### WHAT TO PRODUCE
Of the entries below, repeat exactly only those lines from the one containing "For every instance of the shirt" through the last line, with pictures omitted.

### GIVEN RECORDS

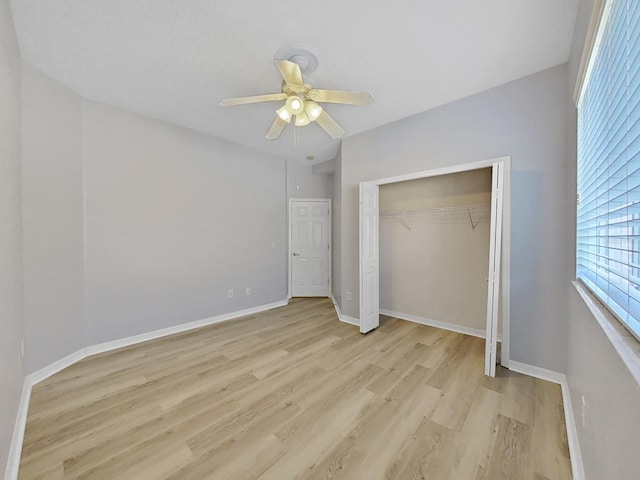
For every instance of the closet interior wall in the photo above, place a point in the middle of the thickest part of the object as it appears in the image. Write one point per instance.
(434, 249)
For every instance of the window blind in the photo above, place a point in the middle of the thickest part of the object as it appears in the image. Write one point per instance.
(608, 212)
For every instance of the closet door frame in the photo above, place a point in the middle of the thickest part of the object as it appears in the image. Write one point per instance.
(504, 165)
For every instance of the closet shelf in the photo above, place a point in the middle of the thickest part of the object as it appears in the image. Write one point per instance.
(474, 214)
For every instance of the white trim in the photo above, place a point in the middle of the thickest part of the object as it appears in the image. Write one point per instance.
(577, 468)
(15, 451)
(341, 317)
(289, 251)
(595, 30)
(55, 367)
(537, 372)
(622, 340)
(442, 171)
(452, 327)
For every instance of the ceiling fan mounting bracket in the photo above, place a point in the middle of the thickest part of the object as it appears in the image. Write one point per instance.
(304, 57)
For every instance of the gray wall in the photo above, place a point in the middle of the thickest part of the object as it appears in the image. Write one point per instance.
(526, 119)
(336, 231)
(303, 182)
(610, 435)
(173, 220)
(133, 225)
(52, 220)
(11, 368)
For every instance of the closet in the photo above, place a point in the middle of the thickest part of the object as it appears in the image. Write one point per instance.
(434, 242)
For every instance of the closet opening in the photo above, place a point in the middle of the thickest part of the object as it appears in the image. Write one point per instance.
(434, 249)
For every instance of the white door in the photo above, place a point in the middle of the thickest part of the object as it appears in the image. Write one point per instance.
(369, 258)
(310, 248)
(495, 250)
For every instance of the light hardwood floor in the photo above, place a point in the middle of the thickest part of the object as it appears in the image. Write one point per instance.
(294, 393)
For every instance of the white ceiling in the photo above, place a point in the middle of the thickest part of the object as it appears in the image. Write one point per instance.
(176, 59)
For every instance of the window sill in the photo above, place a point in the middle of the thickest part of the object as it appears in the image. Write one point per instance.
(623, 342)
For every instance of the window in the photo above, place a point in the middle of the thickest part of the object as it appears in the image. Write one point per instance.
(608, 213)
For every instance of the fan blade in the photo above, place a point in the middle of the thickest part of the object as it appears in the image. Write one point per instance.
(269, 97)
(291, 74)
(330, 125)
(276, 128)
(341, 96)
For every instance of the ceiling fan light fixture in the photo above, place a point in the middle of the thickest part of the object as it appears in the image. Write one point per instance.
(295, 105)
(284, 114)
(313, 110)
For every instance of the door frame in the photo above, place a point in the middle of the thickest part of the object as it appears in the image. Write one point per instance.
(290, 243)
(505, 267)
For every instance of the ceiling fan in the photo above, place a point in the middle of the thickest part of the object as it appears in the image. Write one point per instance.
(303, 102)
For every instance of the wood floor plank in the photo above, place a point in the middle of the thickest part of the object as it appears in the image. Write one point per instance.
(295, 393)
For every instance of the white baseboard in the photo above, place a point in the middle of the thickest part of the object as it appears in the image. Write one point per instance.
(15, 451)
(577, 467)
(341, 317)
(474, 332)
(56, 366)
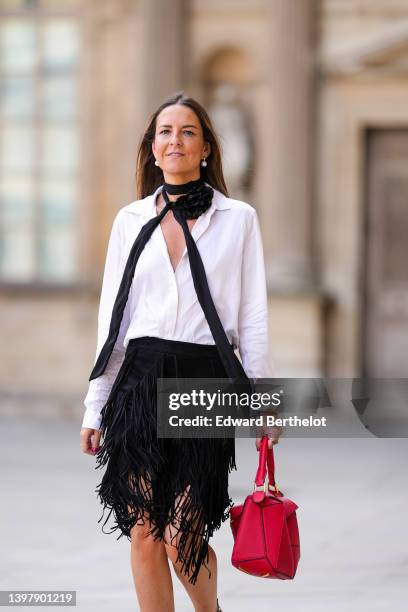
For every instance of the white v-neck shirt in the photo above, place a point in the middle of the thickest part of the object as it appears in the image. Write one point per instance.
(163, 302)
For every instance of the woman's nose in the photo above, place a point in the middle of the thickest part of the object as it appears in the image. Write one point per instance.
(175, 138)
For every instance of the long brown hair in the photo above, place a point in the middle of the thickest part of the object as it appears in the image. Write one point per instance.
(149, 176)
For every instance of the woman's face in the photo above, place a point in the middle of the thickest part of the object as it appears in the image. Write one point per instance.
(178, 144)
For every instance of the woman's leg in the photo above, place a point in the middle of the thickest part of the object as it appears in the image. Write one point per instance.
(151, 571)
(150, 566)
(203, 593)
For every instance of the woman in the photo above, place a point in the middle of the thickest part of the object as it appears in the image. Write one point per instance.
(170, 308)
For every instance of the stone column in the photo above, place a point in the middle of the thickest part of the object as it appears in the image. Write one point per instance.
(289, 130)
(164, 50)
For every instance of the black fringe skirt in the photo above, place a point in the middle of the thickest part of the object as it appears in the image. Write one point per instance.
(178, 484)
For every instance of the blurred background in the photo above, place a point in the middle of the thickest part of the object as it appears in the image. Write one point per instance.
(310, 99)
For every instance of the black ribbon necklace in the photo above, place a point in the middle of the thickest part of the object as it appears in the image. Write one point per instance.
(195, 202)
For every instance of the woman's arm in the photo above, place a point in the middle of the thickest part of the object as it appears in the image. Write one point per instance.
(99, 388)
(253, 310)
(253, 321)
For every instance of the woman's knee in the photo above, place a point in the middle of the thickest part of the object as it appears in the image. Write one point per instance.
(143, 543)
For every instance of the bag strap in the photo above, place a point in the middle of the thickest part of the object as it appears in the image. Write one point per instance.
(266, 461)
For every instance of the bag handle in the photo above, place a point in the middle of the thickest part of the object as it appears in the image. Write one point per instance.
(266, 462)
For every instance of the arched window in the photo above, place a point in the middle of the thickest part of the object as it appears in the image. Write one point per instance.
(227, 78)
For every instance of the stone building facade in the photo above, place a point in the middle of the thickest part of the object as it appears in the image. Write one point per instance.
(311, 100)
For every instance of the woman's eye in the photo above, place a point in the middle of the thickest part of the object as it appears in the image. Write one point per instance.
(185, 132)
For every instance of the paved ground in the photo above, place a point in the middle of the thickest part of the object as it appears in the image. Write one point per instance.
(352, 495)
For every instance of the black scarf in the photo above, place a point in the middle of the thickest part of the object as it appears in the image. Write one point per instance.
(188, 206)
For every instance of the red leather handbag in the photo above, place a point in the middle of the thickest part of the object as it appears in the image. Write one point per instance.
(264, 527)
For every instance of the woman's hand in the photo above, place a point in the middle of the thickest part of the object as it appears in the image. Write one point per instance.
(273, 434)
(89, 439)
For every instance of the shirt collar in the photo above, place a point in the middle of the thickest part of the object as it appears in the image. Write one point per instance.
(146, 206)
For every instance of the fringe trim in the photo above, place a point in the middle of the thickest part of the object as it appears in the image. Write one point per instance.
(181, 484)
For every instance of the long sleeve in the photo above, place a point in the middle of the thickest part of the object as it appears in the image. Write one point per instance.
(253, 310)
(99, 388)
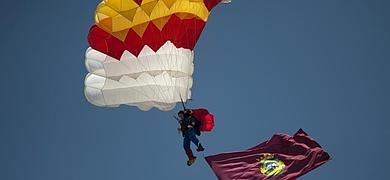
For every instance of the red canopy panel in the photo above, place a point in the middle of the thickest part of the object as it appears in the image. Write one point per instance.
(206, 119)
(184, 33)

### COMPLETED EXERCISE
For every instance of the shirt collar in the photo above, place a point in the middle of the thickest part of the object as it appears in the image. Write one point per instance.
(146, 206)
For every instance of the fringe trim in the photo above, place a point in the middle of the thickest part of the object as it appears in the image. Write one point per instance.
(181, 484)
For every instance of the long sleeve in the photo above, place a point in the middle of the thickest part of the object as it appears in the image. Write one point per instance.
(253, 310)
(99, 388)
For every instance of the red canopy panel in the photo above, place a point in the middle of the thickest part of the object as it appears in the image. Write one point per instance.
(206, 119)
(184, 33)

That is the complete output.